Output as a two-column CSV, with columns named "text" and "answer", only the part that opens with the line containing "Note: annotate every instance of the snow slope" and closes with the last of the lines. Give one row for each note, placing its text and its answer each in one quoted field with line breaks turned into spaces.

(Excerpts from point annotation data)
--------------------------------

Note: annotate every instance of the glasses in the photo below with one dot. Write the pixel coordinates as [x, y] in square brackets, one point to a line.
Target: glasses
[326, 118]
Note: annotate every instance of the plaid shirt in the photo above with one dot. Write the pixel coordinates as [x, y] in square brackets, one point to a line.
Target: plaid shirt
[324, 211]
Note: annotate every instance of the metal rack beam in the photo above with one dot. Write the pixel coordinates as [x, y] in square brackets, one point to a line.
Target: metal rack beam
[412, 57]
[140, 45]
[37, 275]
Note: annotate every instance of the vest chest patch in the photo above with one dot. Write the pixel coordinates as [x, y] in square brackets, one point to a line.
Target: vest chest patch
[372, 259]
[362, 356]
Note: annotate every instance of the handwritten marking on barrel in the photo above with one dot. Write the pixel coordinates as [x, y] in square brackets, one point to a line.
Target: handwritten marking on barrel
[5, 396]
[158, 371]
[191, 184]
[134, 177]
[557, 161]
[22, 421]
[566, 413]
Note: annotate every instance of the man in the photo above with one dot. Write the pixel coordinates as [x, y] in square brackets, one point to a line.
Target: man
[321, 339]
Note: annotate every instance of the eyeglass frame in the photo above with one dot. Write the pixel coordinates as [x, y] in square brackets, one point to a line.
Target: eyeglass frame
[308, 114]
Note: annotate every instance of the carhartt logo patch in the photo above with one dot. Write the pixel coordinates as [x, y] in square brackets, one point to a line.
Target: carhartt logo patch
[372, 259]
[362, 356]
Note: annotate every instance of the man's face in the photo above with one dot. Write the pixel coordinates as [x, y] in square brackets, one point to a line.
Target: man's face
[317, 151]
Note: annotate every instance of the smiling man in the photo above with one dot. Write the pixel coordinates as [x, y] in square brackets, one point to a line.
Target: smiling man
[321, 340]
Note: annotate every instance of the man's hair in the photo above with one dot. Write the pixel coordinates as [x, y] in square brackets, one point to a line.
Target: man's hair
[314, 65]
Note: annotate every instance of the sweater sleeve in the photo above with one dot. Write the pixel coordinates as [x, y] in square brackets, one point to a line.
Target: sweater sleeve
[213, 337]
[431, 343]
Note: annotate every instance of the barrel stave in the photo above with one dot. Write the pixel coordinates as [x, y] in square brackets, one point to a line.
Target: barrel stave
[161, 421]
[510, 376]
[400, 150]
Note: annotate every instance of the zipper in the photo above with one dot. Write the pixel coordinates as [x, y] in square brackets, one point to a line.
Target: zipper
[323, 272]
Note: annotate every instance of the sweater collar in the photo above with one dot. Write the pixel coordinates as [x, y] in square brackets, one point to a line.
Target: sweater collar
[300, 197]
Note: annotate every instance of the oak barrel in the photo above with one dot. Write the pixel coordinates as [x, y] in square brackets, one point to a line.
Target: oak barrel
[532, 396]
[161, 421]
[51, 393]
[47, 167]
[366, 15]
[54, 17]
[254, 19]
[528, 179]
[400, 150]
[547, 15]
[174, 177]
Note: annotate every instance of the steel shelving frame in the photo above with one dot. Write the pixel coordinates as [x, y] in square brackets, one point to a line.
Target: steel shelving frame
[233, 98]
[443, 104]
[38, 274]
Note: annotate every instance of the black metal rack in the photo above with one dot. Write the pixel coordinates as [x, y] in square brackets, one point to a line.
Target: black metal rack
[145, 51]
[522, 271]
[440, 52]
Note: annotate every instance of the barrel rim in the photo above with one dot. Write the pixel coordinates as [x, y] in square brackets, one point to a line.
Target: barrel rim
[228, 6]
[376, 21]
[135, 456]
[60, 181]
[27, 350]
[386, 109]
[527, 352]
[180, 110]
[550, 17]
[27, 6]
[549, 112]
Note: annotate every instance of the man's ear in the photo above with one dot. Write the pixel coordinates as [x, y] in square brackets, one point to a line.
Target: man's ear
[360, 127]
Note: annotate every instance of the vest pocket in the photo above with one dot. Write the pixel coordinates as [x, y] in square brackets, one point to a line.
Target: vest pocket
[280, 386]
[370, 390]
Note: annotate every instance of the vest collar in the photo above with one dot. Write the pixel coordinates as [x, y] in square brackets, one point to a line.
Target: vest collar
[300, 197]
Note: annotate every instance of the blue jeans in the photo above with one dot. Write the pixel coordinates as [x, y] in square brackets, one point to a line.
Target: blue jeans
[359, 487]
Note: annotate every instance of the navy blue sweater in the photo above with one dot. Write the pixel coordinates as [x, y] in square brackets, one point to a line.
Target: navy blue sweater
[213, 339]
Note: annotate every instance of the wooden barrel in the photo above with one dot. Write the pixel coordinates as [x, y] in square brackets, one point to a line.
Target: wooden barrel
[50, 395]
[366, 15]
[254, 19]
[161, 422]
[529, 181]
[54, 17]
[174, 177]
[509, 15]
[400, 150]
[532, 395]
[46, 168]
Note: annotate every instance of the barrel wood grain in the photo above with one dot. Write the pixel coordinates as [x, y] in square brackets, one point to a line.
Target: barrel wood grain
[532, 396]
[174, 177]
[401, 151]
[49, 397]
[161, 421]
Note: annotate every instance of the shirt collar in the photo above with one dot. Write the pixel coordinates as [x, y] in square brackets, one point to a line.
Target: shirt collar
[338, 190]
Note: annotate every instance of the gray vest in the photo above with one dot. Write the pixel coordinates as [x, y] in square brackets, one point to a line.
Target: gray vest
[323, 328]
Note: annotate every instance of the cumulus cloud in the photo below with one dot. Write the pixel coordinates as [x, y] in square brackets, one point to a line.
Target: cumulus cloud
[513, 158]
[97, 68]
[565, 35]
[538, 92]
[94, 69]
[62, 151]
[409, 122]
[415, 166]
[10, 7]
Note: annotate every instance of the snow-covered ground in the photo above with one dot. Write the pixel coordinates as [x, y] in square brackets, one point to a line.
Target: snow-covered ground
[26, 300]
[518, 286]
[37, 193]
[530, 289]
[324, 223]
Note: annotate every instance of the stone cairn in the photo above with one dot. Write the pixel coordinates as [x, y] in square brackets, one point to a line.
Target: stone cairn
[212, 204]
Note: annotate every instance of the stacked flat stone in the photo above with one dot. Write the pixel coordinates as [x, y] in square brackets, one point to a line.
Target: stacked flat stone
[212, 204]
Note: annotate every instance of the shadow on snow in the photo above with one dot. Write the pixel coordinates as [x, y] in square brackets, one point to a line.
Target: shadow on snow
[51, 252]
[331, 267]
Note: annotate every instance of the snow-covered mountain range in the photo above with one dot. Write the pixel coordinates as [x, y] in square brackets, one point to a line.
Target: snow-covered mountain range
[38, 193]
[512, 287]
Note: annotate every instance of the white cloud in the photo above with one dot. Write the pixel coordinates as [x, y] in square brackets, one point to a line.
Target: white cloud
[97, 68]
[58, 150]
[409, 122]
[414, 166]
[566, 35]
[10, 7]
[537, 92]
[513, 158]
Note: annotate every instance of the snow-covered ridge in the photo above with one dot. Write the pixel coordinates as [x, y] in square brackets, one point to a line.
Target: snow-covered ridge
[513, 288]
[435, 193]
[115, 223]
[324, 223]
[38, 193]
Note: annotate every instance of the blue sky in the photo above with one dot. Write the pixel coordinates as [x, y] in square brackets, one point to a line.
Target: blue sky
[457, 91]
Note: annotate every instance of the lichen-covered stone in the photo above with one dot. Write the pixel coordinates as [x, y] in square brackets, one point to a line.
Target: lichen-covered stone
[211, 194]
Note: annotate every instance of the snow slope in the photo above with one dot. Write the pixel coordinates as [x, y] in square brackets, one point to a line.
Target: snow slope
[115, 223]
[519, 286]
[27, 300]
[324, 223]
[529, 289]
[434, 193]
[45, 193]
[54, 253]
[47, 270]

--------------------------------

» EXERCISE RESPONSE
text,answer
"Note: annotate every instance of the snow slope in the photo above with one dot. Write the pixel coordinates as [x, y] in square brackets, one point to a line. Target: snow slope","[115, 223] [519, 286] [27, 300] [324, 223] [529, 289] [434, 193] [45, 193] [54, 253] [47, 270]"